Filter the entries for the word "wheel". Copy each line that has it.

Saved entries
--------
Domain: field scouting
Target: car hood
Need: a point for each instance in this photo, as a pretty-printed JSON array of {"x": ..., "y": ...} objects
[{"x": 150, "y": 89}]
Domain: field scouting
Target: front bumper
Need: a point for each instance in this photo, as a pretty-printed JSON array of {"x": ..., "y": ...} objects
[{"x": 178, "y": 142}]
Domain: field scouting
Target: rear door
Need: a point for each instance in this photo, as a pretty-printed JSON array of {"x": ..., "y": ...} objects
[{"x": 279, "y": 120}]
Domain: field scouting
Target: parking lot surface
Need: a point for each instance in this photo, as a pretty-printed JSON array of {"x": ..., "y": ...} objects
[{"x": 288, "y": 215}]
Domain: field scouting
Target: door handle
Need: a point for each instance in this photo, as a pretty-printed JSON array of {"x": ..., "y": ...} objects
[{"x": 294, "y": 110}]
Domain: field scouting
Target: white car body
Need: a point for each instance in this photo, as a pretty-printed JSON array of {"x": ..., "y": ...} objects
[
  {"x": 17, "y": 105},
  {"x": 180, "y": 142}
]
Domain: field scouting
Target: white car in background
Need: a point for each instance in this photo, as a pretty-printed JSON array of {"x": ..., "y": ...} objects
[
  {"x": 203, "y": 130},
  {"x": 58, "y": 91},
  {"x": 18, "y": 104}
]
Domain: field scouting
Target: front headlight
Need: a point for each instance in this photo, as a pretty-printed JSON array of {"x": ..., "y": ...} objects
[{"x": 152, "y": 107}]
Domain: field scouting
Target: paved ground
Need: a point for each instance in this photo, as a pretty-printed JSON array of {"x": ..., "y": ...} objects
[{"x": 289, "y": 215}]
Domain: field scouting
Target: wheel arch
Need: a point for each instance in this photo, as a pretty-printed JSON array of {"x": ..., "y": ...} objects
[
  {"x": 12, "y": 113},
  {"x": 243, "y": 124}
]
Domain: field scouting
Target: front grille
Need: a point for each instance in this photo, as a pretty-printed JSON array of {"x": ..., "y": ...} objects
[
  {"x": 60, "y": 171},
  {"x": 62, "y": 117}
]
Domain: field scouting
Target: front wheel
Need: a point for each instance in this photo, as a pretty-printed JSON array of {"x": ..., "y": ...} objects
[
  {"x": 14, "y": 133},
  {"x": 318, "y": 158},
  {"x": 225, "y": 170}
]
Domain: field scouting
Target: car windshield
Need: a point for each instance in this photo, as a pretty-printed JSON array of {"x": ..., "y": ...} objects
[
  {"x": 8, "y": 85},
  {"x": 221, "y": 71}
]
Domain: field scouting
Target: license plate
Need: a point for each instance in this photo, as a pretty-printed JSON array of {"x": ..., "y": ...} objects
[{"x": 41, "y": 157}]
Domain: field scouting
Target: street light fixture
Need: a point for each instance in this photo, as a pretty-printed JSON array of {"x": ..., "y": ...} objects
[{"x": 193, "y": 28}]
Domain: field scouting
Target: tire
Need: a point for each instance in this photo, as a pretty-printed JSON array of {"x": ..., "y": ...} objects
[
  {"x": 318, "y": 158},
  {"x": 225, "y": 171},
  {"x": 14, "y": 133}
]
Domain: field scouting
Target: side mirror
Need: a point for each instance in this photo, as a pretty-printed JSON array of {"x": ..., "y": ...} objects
--------
§ Response area:
Target: wheel arch
Target: front wheel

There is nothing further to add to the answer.